Coronavirus Update (25 May)
Here are some updates:
State of Emergency Ending
The State of Emergency was lifted in Osaka, Kobe and Kyoto on Thursday last week, and the national government is currently making final arrangements to lift the state of emergency for the remaining 5 prefectures (Tokyo, Kanagawa, Chiba, Saitama and Hokkaido) later this afternoon.
Three prefectures in the national capital region (Tokyo, Saitama and Chiba) have met the numerical targets (an average of 0.5 or fewer new cases per 100,000 people in a given one-week period). Although Kanagawa and Hokkaido have not yet cleared this target, the government is going ahead with lifting their state of emergency, explaining that the routes of infection for most new cases are known, and the capacity for provision of medical care overall has improved.
Minister Yasutoshi Nishimura, who is in charge of the government’s COVID-19 response, remarked that while the first wave of infections has settled down, new infections are likely to continue emerging sporadically for the foreseeable future, so it is important to continue taking proper measures to prevent infections, such as wearing masks, avoiding the 3 Cs and partaking in the “new lifestyle” recommendations.
In Tokyo, high-risk venues where clusters have previously been confirmed such as night clubs, live houses and gyms will remain closed. The Metropolitain Government has published a “road map” outlining the stages in which restrictions may be eased in the national capital.
Reopening of municipal facilities
No new cases in Kumamoto have been confirmed since 8 May. Kumamoto City facilities such as the Kumamoto Castle Hall, Kumamoto City Museum, Contemporary Art Museum, libraries, community centres and gymnasiums (except for pools) have been re-opened. On 1 June, the tourist facility Josaien near Kumamoto Castle will re-open.
Abenomask distribution in Kumamoto
Distribution of cloth masks to all households has begun in Kumamoto Prefecture, and distribution is expected to be completed for the whole prefecture by the end of the month.
Government-sponsored contact tracing application to be released in June
A smartphone application is currently being developed by the Japanese government to help trace close contacts of people confirmed to be infected. The application, when downloaded, will use a smartphone’s Bluetooth capability to track “close contacts” (濃厚接触者 noukou sesshokusha), defined as being within 1 metre of another person for 15 minutes or longer. If a user of the application tests positive for COVID-19, they can voluntarily report it using the application, which then sends a notification to all other users detected as “close contacts” from the preceding 2 week period. If you receive a notification saying you were in close contact, you can then report to a local health centre. In order to protect user privacy, specific information such as the location and time of contact will remain confidential.

::::::::

According to the coronavirus update, on what date will the tourist facility Josaien near Kumamoto Castle reopen? The data has nothing to do with the coronavirus update.

[Natural language descriptions of regions]
::::::::

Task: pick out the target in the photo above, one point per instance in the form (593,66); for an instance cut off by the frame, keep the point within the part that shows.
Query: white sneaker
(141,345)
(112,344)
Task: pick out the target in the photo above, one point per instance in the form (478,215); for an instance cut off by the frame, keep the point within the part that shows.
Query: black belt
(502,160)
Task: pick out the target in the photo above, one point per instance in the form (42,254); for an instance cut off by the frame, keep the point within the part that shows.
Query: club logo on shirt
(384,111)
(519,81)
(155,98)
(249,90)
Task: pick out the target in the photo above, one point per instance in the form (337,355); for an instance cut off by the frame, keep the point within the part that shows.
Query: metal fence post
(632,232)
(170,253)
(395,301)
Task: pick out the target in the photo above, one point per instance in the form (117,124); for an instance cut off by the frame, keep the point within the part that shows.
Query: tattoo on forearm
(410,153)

::::::::

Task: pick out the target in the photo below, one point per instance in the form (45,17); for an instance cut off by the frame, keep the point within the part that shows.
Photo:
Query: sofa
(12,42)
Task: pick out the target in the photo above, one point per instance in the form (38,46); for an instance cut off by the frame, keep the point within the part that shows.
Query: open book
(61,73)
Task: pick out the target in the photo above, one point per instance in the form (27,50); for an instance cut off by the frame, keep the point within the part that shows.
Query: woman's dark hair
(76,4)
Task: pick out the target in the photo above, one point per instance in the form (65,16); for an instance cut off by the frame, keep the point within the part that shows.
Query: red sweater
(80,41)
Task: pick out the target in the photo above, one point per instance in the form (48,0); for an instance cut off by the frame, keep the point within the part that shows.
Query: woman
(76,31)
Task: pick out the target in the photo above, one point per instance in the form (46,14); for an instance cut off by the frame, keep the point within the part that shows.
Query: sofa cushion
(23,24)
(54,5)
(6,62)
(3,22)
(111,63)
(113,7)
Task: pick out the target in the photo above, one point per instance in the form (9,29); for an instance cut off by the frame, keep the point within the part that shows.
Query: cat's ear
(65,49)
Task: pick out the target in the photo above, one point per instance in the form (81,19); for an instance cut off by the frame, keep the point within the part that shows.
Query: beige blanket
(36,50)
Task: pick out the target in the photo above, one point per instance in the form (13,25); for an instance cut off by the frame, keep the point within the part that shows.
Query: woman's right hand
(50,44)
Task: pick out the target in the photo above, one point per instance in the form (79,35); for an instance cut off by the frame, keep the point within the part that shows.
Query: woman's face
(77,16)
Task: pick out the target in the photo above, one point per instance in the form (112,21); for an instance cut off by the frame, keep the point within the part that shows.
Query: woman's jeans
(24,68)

::::::::

■ Your response ■
On 1 June.